═════ EXTRAIT À LIRE
Mais la crise actuelle aura un impact beaucoup plus grand qu’une simple prise de conscience. Comparons la crise de 2008-2009 et celle d’aujourd’hui. Elles n’ont rien à voir. En 2008-2009, on a une crise financière qui débouche sur une crise économique, qui, elle-même, débouche sur des dommages sociaux.
Là, nous avons une crise sanitaire, avec la question de la vie et de la mort des gens. Cette crise sanitaire débouche sur le fait de figer l’économie. La mondialisation montre qu’il est plus difficile d’y faire face. Effectivement, les états vont dépenser énormément en étant déjà extrêmement endettés. C’est-à-dire que l’idée même de remboursement de la dette n’a pas forcément de sens après cette crise.
Monde idéal
Dominique Bourg n’a pas abandonné tout espoir. Il estime qu’il y avait déjà pas mal de gens qui avaient décidé de vivre autrement et qu’après la crise leur nombre ne cessera de croître.
══════════
═════ INFORMATIONS EXTRAITES
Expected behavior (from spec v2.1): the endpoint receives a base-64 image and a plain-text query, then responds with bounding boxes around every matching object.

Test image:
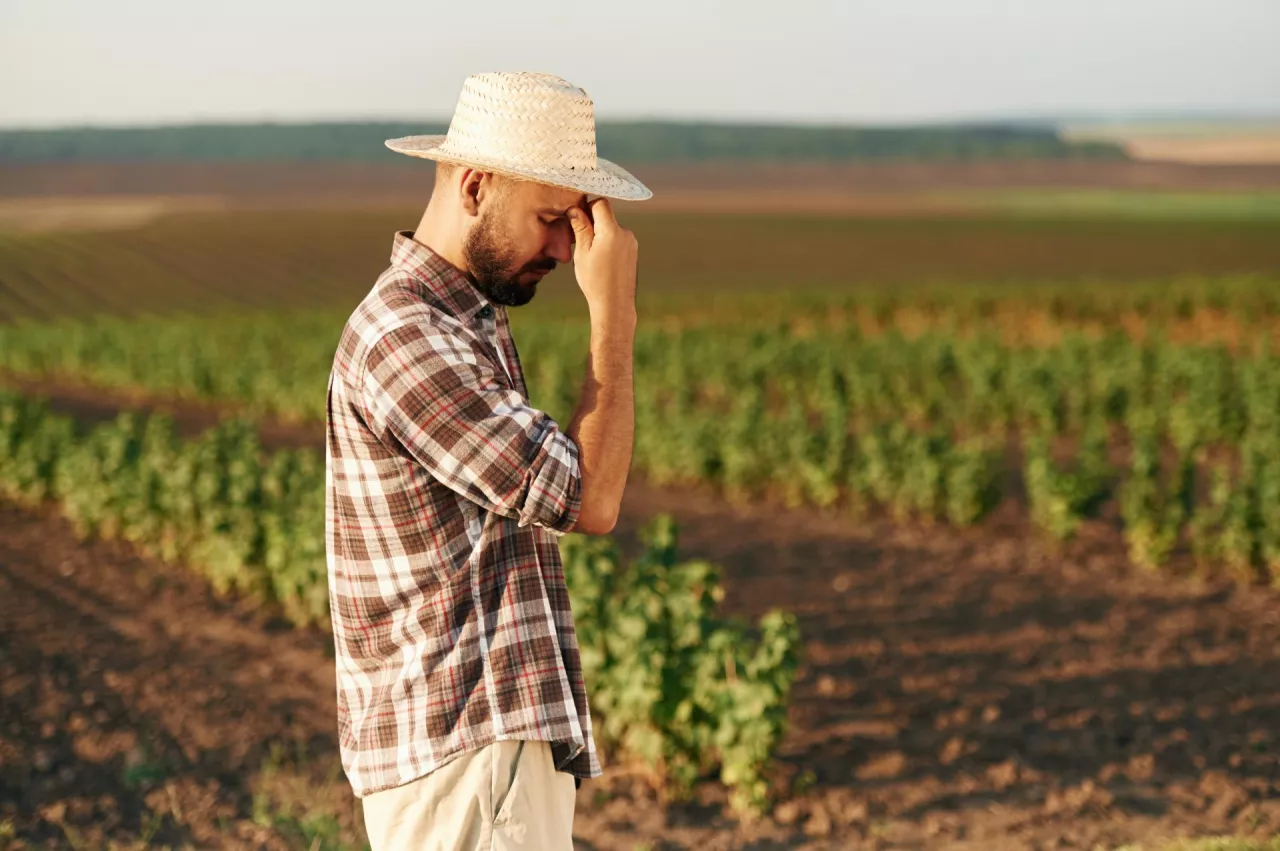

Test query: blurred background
[0,0,1280,851]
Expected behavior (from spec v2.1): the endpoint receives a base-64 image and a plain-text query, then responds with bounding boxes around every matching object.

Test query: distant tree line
[0,122,1126,163]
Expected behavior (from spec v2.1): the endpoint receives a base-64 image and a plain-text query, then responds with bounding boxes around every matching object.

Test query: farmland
[0,167,1280,848]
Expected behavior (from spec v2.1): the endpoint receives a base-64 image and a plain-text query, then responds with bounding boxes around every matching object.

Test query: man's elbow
[573,503,618,535]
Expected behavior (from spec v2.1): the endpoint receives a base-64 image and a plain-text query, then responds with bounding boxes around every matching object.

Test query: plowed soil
[0,388,1280,851]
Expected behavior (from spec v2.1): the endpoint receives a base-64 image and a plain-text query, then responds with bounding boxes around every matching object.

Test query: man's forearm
[566,308,636,535]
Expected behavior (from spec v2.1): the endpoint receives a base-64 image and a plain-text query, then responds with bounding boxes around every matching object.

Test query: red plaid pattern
[325,230,600,797]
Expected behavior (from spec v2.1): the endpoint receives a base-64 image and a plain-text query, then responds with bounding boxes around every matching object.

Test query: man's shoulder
[334,265,463,379]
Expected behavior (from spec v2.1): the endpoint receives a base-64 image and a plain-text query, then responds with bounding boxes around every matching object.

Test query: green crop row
[0,290,1280,576]
[0,393,800,807]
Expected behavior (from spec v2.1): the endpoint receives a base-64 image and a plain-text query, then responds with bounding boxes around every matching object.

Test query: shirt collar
[392,230,498,321]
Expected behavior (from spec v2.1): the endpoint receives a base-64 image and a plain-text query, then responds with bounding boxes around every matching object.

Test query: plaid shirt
[325,230,600,797]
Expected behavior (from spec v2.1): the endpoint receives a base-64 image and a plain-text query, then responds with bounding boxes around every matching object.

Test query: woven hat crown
[387,72,653,201]
[440,72,596,170]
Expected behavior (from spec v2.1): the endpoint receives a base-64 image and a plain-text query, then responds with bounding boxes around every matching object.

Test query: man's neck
[413,203,471,278]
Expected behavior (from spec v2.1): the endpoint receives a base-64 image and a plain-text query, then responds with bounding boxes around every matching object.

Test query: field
[0,164,1280,850]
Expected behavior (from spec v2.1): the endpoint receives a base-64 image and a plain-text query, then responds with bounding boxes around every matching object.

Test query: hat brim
[385,136,653,201]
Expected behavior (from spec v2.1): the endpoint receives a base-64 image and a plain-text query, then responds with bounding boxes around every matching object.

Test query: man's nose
[547,221,573,264]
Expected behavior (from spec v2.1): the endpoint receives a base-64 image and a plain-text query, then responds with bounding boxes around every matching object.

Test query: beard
[462,210,556,307]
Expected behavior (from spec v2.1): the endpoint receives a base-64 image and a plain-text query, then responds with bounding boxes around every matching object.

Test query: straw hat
[387,72,653,201]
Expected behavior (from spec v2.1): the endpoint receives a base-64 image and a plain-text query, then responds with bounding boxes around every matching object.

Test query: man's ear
[458,169,494,216]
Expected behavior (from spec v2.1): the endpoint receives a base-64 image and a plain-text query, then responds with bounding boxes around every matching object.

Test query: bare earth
[0,160,1280,232]
[0,388,1280,851]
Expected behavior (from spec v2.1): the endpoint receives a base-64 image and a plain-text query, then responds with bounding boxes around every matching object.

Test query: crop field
[0,188,1280,850]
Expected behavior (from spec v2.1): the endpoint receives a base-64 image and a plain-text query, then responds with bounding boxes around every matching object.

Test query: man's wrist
[588,303,636,334]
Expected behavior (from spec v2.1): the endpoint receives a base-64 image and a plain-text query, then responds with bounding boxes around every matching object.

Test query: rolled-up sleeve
[360,325,582,535]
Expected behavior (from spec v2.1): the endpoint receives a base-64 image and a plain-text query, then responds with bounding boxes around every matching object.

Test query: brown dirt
[0,160,1280,211]
[0,381,1280,851]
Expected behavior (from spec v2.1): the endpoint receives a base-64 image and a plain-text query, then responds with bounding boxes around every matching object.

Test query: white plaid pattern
[325,230,600,797]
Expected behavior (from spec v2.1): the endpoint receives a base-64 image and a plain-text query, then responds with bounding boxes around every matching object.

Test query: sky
[0,0,1280,128]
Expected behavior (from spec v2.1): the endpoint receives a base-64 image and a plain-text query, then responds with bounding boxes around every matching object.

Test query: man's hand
[568,198,639,315]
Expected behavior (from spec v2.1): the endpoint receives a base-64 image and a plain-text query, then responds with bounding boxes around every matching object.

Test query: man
[325,73,652,851]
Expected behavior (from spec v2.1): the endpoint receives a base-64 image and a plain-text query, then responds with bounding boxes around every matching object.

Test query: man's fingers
[567,207,595,248]
[591,198,618,230]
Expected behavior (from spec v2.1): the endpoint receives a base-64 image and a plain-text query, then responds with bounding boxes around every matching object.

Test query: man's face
[463,175,586,307]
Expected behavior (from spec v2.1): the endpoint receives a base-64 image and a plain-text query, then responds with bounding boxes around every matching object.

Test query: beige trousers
[361,741,577,851]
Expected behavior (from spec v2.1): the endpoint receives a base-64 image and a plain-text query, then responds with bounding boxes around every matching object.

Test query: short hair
[435,160,517,197]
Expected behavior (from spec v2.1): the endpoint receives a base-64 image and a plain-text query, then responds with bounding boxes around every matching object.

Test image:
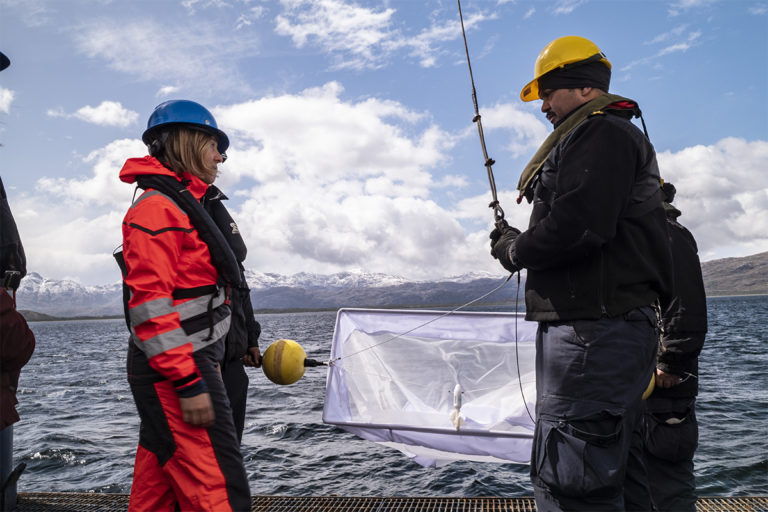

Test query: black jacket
[202,185,261,364]
[651,209,707,398]
[512,109,671,322]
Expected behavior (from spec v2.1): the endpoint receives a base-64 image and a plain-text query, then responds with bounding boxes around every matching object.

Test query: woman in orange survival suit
[120,100,250,511]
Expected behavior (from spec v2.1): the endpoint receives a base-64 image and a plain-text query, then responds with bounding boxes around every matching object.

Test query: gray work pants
[643,395,699,512]
[531,307,658,512]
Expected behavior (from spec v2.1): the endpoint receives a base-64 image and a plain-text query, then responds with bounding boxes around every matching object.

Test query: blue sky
[0,0,768,285]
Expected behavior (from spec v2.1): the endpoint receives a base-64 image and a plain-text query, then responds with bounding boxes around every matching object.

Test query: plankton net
[323,308,537,466]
══════════
EXERCICES
a) Recopiez, dans le texte sur la crise sanitaire, le passage allant de « Mais la crise » jusqu'à « des dommages sociaux. ».
b) D'après le texte sur la crise sanitaire, sur quoi la crise financière de 2008-2009 a-t-elle débouché ?
c) Prolongez le texte sur la crise sanitaire au-delà de sa dernière phrase.

RÉPONSES PAR EXERCICE
a)
Mais la crise actuelle aura un impact beaucoup plus grand qu’une simple prise de conscience. Comparons la crise de 2008-2009 et celle d’aujourd’hui. Elles n’ont rien à voir. En 2008-2009, on a une crise financière qui débouche sur une crise économique, qui, elle-même, débouche sur des dommages sociaux.

b) Sur une crise économique, qui a elle-même débouché sur des dommages sociaux.

c)
Dominique: “Une enuête publiée dans Le Monde au mois de novembre, propose un choix entre trois modèles de société : l’utopie techno-libérale, l’utopie écologique et l’utopie sécuritaire. Elle montre que 55 % des sondés préfèrent la sobriété et la relocalisation des activités. Selon un autre sondage plus de 50 % des sondés sont favorables à la décroissance, contre 45 % pour la croissance verte.
Et lorsque vous ramenez ces chiffres à l’étude de l’institut Jean Jaurès sur la sensibilité dans différents pays à l’effondrement, vous avez 65 % des Français qui sont d’accord avec l’assertion selon laquelle la civilisation telle que nous la connaissons actuellement va s’effondrer dans les années à venir. C’est énorme.
On est déjà entré dans une dynamique culturelle où les gens ont commencé à comprendre que le monde tel qu’ils l’ont connu va disparaître. Ces mesures vont en continuité avec un été à nouveau chaud et la difficulté de notre économie.
Changement de comportement
“Ce que nous montre le Covid-19,” poursuit-il, “c’est ce que nous devrions faire pour le climat. Quand on a affaire à un phénomène qui change d’échelle, des dommages qui changent d’échelle, toutes nos gestions par les techniques s’effondrent.
On ne fait que partiellement face. Et la seule façon de faire face, c’est de revenir aux fondamentaux, et aux comportements. Réduire nos émissions à l’échelle mondiale, vous ne le faites pas avec des techniques, vous le faites avec des comportements.”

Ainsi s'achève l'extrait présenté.